[Rows from a pointing dataset]
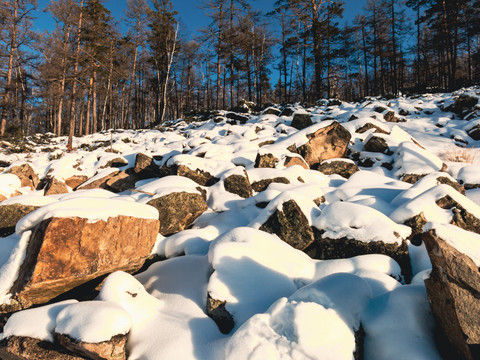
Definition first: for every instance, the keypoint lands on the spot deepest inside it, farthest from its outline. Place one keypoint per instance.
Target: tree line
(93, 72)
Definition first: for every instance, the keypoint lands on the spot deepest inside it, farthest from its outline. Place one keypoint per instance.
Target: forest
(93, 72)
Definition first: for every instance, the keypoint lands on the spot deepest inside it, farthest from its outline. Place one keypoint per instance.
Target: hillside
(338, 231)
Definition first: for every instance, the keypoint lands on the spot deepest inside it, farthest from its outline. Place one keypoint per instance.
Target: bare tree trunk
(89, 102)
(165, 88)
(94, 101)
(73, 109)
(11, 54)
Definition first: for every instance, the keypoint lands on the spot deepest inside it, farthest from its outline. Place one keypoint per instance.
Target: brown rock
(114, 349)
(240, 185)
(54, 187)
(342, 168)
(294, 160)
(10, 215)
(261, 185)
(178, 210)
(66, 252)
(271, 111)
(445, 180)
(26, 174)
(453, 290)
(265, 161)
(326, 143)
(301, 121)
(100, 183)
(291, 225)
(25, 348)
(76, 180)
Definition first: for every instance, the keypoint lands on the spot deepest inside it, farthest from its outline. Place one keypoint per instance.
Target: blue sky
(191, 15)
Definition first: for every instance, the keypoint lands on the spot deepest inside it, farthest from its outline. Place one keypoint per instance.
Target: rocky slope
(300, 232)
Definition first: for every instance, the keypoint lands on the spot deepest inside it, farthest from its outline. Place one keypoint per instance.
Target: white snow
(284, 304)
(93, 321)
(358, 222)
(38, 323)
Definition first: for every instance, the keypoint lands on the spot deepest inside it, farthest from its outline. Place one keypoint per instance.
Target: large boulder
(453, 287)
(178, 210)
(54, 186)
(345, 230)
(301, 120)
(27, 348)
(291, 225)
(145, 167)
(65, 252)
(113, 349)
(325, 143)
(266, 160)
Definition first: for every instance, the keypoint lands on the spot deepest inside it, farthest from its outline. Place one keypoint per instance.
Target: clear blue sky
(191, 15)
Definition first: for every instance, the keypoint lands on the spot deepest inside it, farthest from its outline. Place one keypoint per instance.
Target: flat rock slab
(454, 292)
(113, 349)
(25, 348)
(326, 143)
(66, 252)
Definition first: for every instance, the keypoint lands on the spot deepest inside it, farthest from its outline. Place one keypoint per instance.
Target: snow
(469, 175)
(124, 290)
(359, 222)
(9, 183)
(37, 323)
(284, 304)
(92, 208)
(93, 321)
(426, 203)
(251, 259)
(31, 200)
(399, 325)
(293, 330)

Challenge >>
Copy all of the entries verbatim, leaving out any pictures they contain.

Output for this exercise >>
Definition first: for every instance, the keypoint lands on the spot deepest inside it, farthest from its outline. Place one keypoint per instance.
Target: tree line
(93, 72)
Definition first: for every instance, the keypoint lands on the spot deepest inside it, farthest from its outline. Place one keypoint per instance.
Target: forest
(93, 72)
Definition first: for every instance, the keypoint lands on the spot deepest inside it, farthest from its outline. Place one keypoint per instance.
Target: hillside
(338, 231)
Definition first: for every instance, the keypoint lands on the spot deepest inside it, farthest from its outline. Place one keypoint per instance.
Target: bare tree trunk
(89, 102)
(165, 88)
(94, 101)
(73, 109)
(11, 54)
Definition first: for every instance, the keypoint lands on the spot deepest inside it, farthest from its outline. Place one keypoint per instance.
Target: brown rock
(114, 349)
(240, 185)
(54, 187)
(342, 168)
(294, 160)
(10, 215)
(261, 185)
(178, 210)
(66, 252)
(271, 111)
(445, 180)
(26, 174)
(453, 290)
(265, 161)
(326, 143)
(301, 121)
(100, 183)
(291, 225)
(25, 348)
(76, 180)
Definition first: for every instance, the keypoint lands on the spot deepest inside it, farthest from its outline. Place one keypoint per instance.
Target: blue sky
(191, 15)
Definition first: for every instance, the keypoint lands on the spot deepest inside it, farthest from its outline. Place one keypoint per instance.
Target: rocky slope
(300, 232)
Definition first: for every instance, the keypoint lands on the spot deepest inside it, farthest from its outline. Place one keypoint per instance.
Target: white snow
(284, 304)
(93, 321)
(358, 222)
(38, 323)
Definition first: for every instance, the keypoint lands on the spot deepest inside it, farthest from its outline. Place one keypoint per instance.
Target: large boulder
(453, 287)
(178, 210)
(54, 186)
(345, 230)
(301, 120)
(27, 348)
(291, 225)
(145, 167)
(65, 252)
(113, 349)
(325, 143)
(266, 160)
Definition first: for every instance, the keypoint lands on the spot deepest inside it, farthest from its outline. Place one keypoint per instance.
Target: clear blue sky
(191, 15)
Definition first: for every instance, the keypoint lands on the spot deepest inside it, farthest from its outline. Place one keypoint per instance.
Target: flat rock slab
(454, 292)
(113, 349)
(25, 348)
(326, 143)
(66, 252)
Definition first: for every instance, the keypoint lands on the spot deepest inside it, farthest from its outline. Place one keypoint per instance.
Target: snow
(469, 175)
(124, 290)
(359, 222)
(9, 183)
(37, 323)
(284, 304)
(92, 208)
(93, 321)
(426, 203)
(251, 259)
(31, 200)
(399, 325)
(293, 330)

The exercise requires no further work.